- **Exercise directions**
Reproduce exactly the lines from the one containing "Target: beige wall" through the end of the entries, including both. Drop the pictures.

***** Available data

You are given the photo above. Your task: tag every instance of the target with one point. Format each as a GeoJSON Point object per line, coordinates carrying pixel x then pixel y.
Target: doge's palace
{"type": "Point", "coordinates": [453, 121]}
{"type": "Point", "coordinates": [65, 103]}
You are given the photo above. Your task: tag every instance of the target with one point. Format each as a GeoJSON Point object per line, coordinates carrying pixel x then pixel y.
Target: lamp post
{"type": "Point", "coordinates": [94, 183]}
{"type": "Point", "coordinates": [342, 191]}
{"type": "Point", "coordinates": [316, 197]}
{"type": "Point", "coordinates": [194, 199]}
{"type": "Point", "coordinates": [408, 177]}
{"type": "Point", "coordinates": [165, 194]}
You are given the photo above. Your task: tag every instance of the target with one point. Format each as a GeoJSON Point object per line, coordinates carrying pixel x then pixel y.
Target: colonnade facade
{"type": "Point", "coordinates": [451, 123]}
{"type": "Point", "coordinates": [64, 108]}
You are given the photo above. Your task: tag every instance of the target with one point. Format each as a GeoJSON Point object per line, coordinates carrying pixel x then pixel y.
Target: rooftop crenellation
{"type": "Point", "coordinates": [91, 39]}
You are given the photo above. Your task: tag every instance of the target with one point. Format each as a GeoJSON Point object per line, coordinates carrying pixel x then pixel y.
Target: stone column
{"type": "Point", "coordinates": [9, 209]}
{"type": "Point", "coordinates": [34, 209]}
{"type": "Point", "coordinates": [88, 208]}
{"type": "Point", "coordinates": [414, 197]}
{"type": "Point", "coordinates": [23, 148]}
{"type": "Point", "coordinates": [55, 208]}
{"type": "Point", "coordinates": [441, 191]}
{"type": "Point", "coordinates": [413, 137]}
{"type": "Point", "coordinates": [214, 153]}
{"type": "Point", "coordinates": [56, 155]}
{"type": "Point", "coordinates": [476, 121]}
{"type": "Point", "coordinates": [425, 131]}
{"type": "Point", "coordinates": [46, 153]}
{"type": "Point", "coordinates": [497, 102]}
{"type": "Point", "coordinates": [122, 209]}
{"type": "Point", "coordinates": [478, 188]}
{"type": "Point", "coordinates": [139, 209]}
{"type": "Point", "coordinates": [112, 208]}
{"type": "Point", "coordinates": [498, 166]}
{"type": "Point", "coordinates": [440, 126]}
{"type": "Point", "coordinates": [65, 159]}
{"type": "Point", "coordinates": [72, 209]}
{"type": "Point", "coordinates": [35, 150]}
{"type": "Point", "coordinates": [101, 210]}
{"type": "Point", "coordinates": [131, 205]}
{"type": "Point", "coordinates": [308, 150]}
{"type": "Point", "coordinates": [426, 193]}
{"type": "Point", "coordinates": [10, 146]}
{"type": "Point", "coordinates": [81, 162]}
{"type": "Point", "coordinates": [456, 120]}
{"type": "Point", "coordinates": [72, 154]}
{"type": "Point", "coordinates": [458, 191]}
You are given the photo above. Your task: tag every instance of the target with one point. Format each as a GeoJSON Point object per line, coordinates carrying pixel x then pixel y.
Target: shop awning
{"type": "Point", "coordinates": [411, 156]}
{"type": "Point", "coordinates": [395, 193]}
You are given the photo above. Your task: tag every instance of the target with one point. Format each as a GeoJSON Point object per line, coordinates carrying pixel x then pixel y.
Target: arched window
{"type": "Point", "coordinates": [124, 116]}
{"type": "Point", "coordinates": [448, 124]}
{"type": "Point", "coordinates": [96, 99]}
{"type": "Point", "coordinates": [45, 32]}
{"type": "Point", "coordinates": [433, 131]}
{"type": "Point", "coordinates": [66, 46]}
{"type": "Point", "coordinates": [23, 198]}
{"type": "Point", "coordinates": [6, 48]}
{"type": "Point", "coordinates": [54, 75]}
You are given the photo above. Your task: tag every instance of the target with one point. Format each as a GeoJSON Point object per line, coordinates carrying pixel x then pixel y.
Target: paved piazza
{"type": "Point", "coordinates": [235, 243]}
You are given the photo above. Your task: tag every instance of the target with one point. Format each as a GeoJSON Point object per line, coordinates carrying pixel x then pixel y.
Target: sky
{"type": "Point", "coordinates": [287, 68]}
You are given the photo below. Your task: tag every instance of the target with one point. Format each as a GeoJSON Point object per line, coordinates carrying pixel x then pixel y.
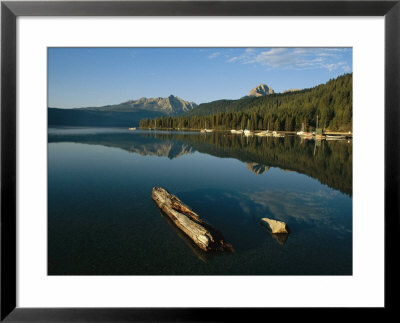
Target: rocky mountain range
{"type": "Point", "coordinates": [261, 90]}
{"type": "Point", "coordinates": [170, 106]}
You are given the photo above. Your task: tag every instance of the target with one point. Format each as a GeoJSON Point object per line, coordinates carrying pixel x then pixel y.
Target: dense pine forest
{"type": "Point", "coordinates": [329, 103]}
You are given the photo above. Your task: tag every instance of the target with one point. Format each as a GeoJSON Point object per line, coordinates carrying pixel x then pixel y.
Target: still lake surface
{"type": "Point", "coordinates": [103, 221]}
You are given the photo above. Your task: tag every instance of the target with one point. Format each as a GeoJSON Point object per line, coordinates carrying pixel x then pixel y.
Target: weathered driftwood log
{"type": "Point", "coordinates": [276, 226]}
{"type": "Point", "coordinates": [201, 233]}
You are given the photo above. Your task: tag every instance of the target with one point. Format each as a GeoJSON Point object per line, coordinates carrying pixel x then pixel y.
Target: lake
{"type": "Point", "coordinates": [103, 221]}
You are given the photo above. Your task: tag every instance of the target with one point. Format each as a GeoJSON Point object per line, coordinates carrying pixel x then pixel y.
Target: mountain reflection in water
{"type": "Point", "coordinates": [328, 161]}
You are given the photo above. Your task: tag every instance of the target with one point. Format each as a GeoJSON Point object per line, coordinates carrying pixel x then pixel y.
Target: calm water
{"type": "Point", "coordinates": [102, 220]}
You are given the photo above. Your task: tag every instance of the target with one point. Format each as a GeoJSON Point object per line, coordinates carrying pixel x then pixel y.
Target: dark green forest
{"type": "Point", "coordinates": [330, 103]}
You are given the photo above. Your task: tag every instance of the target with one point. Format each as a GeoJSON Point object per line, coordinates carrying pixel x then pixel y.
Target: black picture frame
{"type": "Point", "coordinates": [10, 10]}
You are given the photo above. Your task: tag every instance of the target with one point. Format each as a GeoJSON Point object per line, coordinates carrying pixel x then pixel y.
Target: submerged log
{"type": "Point", "coordinates": [201, 233]}
{"type": "Point", "coordinates": [276, 227]}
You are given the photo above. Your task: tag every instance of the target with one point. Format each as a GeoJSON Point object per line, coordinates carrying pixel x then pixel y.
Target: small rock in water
{"type": "Point", "coordinates": [276, 226]}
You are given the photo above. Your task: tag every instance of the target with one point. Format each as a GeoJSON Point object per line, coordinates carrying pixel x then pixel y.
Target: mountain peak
{"type": "Point", "coordinates": [261, 90]}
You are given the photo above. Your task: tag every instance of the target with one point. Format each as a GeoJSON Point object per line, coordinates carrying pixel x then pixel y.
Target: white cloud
{"type": "Point", "coordinates": [295, 58]}
{"type": "Point", "coordinates": [213, 55]}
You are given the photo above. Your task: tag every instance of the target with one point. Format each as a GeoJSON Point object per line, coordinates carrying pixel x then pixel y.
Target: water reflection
{"type": "Point", "coordinates": [328, 161]}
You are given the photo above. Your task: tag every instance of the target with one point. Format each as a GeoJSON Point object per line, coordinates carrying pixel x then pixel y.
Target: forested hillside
{"type": "Point", "coordinates": [331, 103]}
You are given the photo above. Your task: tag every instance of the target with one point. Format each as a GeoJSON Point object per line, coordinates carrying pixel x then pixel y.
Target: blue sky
{"type": "Point", "coordinates": [82, 77]}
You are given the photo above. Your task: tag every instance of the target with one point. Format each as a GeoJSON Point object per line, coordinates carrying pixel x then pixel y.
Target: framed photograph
{"type": "Point", "coordinates": [197, 160]}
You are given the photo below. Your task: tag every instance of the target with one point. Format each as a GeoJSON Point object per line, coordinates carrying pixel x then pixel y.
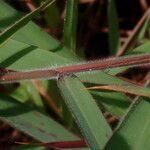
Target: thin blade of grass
{"type": "Point", "coordinates": [8, 33]}
{"type": "Point", "coordinates": [113, 25]}
{"type": "Point", "coordinates": [87, 114]}
{"type": "Point", "coordinates": [70, 25]}
{"type": "Point", "coordinates": [134, 89]}
{"type": "Point", "coordinates": [133, 132]}
{"type": "Point", "coordinates": [32, 122]}
{"type": "Point", "coordinates": [137, 60]}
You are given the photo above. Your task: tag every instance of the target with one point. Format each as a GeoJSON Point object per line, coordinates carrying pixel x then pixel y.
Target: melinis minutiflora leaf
{"type": "Point", "coordinates": [132, 89]}
{"type": "Point", "coordinates": [130, 61]}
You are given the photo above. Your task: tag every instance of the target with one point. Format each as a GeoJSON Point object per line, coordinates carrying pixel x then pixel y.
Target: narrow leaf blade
{"type": "Point", "coordinates": [87, 114]}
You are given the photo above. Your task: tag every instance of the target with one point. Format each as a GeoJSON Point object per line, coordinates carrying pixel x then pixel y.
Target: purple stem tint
{"type": "Point", "coordinates": [137, 60]}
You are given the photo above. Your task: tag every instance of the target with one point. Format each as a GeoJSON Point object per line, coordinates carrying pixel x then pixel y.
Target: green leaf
{"type": "Point", "coordinates": [32, 122]}
{"type": "Point", "coordinates": [114, 36]}
{"type": "Point", "coordinates": [70, 25]}
{"type": "Point", "coordinates": [19, 56]}
{"type": "Point", "coordinates": [116, 103]}
{"type": "Point", "coordinates": [8, 33]}
{"type": "Point", "coordinates": [144, 29]}
{"type": "Point", "coordinates": [134, 131]}
{"type": "Point", "coordinates": [26, 92]}
{"type": "Point", "coordinates": [128, 88]}
{"type": "Point", "coordinates": [87, 114]}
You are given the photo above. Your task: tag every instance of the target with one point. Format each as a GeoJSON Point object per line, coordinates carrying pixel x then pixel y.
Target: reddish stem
{"type": "Point", "coordinates": [89, 66]}
{"type": "Point", "coordinates": [62, 144]}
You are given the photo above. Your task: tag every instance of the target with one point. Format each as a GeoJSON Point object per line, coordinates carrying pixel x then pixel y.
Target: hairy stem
{"type": "Point", "coordinates": [137, 60]}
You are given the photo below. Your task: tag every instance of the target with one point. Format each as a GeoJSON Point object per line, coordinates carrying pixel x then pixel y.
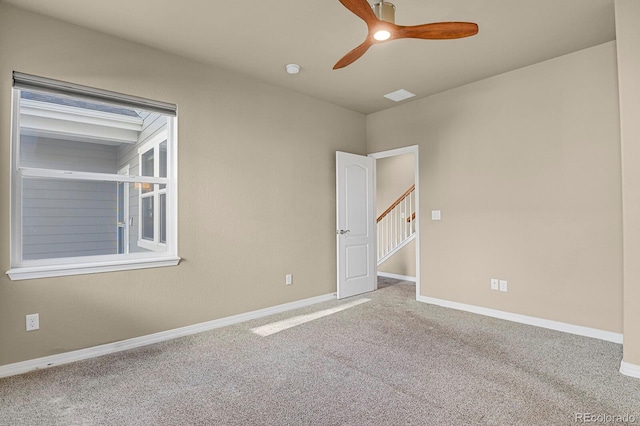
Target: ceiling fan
{"type": "Point", "coordinates": [380, 20]}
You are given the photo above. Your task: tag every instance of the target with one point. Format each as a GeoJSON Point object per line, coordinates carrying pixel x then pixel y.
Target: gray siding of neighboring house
{"type": "Point", "coordinates": [65, 218]}
{"type": "Point", "coordinates": [128, 155]}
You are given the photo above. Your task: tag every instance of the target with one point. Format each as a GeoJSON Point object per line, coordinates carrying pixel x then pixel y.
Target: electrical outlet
{"type": "Point", "coordinates": [33, 322]}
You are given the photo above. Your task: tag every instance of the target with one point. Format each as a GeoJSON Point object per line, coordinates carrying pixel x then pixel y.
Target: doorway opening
{"type": "Point", "coordinates": [397, 172]}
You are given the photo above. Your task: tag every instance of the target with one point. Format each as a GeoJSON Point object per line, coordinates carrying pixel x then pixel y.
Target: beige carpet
{"type": "Point", "coordinates": [388, 361]}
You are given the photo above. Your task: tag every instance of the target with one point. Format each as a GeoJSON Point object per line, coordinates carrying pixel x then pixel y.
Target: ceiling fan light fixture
{"type": "Point", "coordinates": [385, 11]}
{"type": "Point", "coordinates": [293, 68]}
{"type": "Point", "coordinates": [382, 35]}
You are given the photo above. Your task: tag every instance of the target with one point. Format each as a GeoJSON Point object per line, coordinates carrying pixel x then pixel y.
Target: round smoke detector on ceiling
{"type": "Point", "coordinates": [293, 68]}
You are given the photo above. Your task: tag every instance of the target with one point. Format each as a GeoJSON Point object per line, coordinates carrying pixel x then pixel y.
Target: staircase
{"type": "Point", "coordinates": [396, 226]}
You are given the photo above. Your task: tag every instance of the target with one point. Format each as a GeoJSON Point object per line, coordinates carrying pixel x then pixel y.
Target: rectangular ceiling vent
{"type": "Point", "coordinates": [399, 95]}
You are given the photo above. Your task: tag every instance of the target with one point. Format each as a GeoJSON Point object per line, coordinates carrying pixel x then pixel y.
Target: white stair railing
{"type": "Point", "coordinates": [396, 226]}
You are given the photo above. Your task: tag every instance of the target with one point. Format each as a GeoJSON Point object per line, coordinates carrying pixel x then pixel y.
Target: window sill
{"type": "Point", "coordinates": [32, 272]}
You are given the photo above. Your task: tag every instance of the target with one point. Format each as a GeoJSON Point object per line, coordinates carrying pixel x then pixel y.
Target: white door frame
{"type": "Point", "coordinates": [413, 149]}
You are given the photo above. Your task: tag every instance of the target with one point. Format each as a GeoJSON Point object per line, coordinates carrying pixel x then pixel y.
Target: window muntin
{"type": "Point", "coordinates": [153, 161]}
{"type": "Point", "coordinates": [73, 204]}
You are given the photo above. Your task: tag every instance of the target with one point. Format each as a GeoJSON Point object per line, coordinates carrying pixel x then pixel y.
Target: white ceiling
{"type": "Point", "coordinates": [258, 38]}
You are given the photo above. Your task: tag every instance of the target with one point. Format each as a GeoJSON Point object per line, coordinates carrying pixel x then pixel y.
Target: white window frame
{"type": "Point", "coordinates": [155, 193]}
{"type": "Point", "coordinates": [28, 269]}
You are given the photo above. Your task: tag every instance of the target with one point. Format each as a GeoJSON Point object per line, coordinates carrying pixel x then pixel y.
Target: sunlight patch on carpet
{"type": "Point", "coordinates": [275, 327]}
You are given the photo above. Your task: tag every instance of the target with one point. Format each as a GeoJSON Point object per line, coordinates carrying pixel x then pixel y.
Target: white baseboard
{"type": "Point", "coordinates": [396, 276]}
{"type": "Point", "coordinates": [81, 354]}
{"type": "Point", "coordinates": [631, 370]}
{"type": "Point", "coordinates": [524, 319]}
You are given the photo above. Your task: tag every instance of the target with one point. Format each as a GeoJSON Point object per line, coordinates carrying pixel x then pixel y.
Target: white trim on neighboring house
{"type": "Point", "coordinates": [68, 357]}
{"type": "Point", "coordinates": [524, 319]}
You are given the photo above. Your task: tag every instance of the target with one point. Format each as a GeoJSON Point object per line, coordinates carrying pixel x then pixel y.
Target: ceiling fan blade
{"type": "Point", "coordinates": [350, 57]}
{"type": "Point", "coordinates": [362, 9]}
{"type": "Point", "coordinates": [437, 31]}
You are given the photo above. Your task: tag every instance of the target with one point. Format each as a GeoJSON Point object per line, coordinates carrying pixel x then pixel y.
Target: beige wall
{"type": "Point", "coordinates": [525, 167]}
{"type": "Point", "coordinates": [394, 175]}
{"type": "Point", "coordinates": [256, 166]}
{"type": "Point", "coordinates": [628, 43]}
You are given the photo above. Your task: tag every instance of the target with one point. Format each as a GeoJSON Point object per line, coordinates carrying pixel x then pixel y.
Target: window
{"type": "Point", "coordinates": [93, 180]}
{"type": "Point", "coordinates": [153, 198]}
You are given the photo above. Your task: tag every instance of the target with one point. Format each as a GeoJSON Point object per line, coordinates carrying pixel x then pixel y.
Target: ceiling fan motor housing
{"type": "Point", "coordinates": [385, 11]}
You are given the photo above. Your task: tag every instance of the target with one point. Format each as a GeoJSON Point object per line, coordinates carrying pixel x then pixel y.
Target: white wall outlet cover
{"type": "Point", "coordinates": [33, 322]}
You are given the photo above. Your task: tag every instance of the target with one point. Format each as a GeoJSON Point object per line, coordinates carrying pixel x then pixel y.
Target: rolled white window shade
{"type": "Point", "coordinates": [42, 84]}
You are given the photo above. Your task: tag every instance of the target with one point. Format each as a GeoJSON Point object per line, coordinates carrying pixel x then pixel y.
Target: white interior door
{"type": "Point", "coordinates": [355, 234]}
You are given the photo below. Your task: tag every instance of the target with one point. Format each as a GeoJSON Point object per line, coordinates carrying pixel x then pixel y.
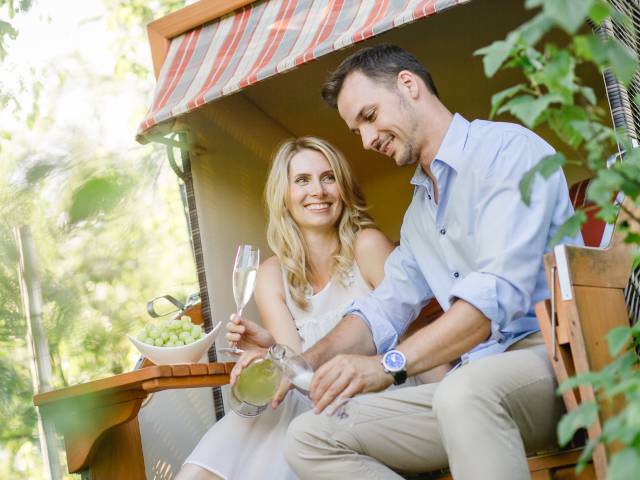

**********

- **Solution to this task**
Target: beige wall
{"type": "Point", "coordinates": [525, 167]}
{"type": "Point", "coordinates": [394, 175]}
{"type": "Point", "coordinates": [256, 166]}
{"type": "Point", "coordinates": [628, 43]}
You are given the photo above. Your task: tag every instance of the target with one point. Format each as a GeoJSON Point object per line, coordinates carrying pixel x then pixel y.
Target: window
{"type": "Point", "coordinates": [93, 180]}
{"type": "Point", "coordinates": [153, 198]}
You are given the photo above. Your task: tag every instance of the target with one point. Format each as a GeoJSON Point object per line, coordinates carrying pixel x then pixel y.
Target: ceiling fan motor housing
{"type": "Point", "coordinates": [385, 11]}
You are given the photo above. Your task: tag every instance of the target with one point. Format each as a GeoJSON Point object per line, coordinates carrying pixel x then pixel y.
Target: white wall outlet cover
{"type": "Point", "coordinates": [33, 322]}
You are given the photo above. Your task: tag every instance of the target with one point. Format each as a GeoJSON Point object per line, coordinates carrying pixel x then pixel y.
Target: rolled white window shade
{"type": "Point", "coordinates": [42, 84]}
You are given the photo above. Your task: tag every instance of the target with one point. Format each as a GeoJSON Point object per line, coordinates carrying pixel x then pixel y.
Target: white interior door
{"type": "Point", "coordinates": [355, 234]}
You are given the photo below. Your task: tag every instance of the target with one point. Format each as a GeoJSON Point object per line, coordinates carrying pixel x then pixel y.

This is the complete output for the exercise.